Task details ::
Extract every line of the rows below that contains the string "interior". Count only matches with the same capitalization.

Material ::
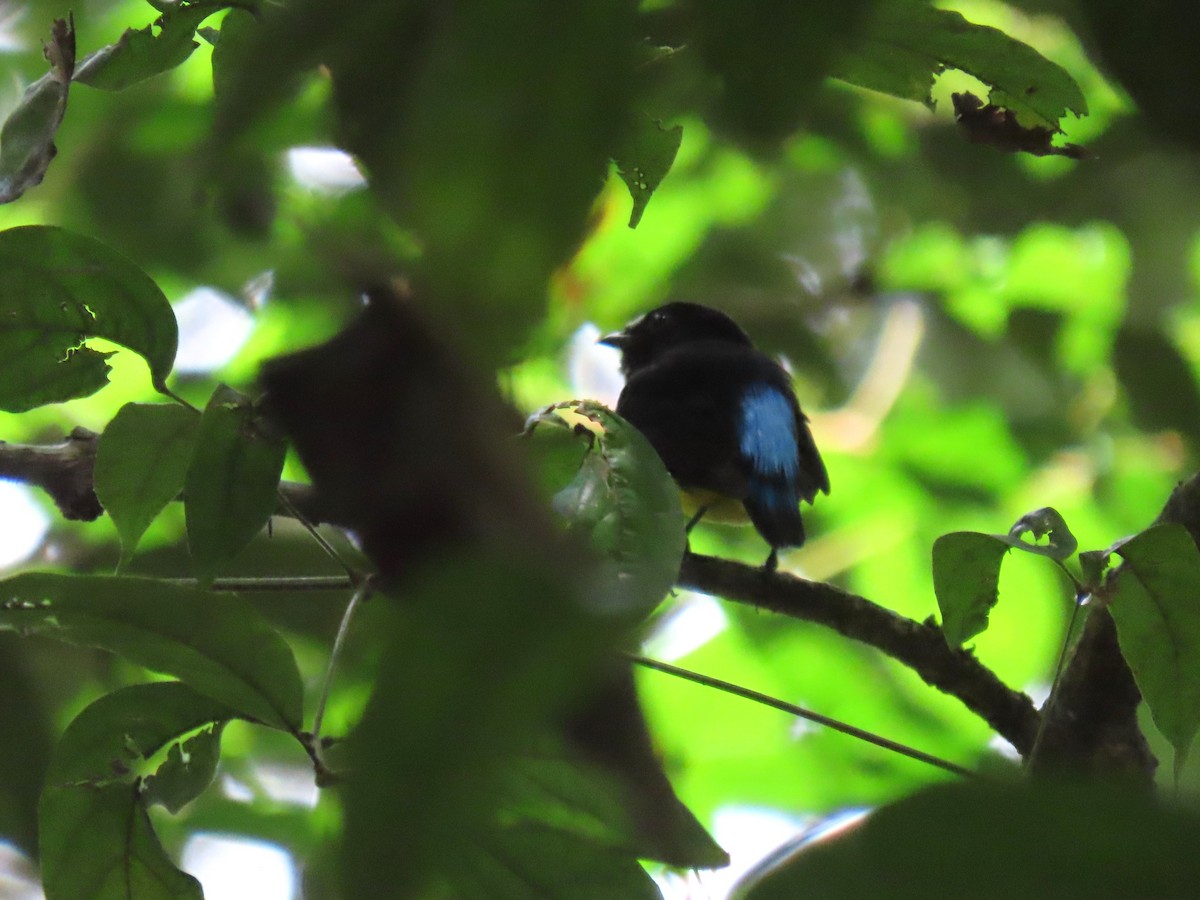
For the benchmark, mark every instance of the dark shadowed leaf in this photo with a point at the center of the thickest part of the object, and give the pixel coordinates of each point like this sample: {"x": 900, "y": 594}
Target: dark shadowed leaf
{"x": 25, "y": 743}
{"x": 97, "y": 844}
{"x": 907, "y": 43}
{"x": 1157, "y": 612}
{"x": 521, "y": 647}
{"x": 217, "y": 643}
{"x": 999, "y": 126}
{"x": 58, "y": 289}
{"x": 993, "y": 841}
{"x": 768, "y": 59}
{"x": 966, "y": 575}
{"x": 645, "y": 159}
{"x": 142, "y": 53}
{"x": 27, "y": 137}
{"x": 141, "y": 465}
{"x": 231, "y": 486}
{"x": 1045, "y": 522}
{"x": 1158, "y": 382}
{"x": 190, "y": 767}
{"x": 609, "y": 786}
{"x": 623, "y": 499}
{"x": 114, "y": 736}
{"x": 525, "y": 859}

==

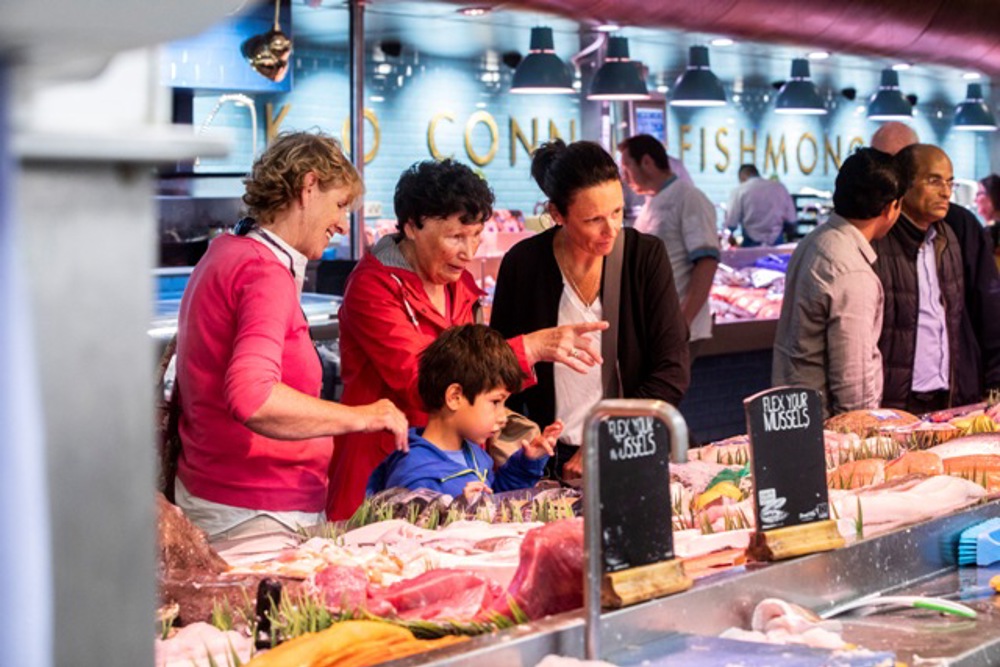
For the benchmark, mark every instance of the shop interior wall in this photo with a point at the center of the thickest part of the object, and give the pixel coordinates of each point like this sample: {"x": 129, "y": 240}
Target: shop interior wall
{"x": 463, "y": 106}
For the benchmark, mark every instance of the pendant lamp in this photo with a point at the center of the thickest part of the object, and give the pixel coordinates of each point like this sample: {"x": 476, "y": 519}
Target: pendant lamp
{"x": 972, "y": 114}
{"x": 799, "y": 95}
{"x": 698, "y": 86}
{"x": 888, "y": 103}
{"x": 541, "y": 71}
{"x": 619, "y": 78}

...

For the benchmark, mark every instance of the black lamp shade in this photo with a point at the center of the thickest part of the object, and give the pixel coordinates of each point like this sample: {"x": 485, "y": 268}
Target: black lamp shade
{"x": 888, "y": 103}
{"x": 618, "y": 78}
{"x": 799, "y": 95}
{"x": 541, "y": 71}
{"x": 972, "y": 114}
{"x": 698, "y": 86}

Written answer ::
For the benchmark, mark every instance of the shop interior wall in this photo with a point at the center of the thickest part of the object, and give the pixel coordinates of each point like this sample: {"x": 129, "y": 240}
Target: shop interior wall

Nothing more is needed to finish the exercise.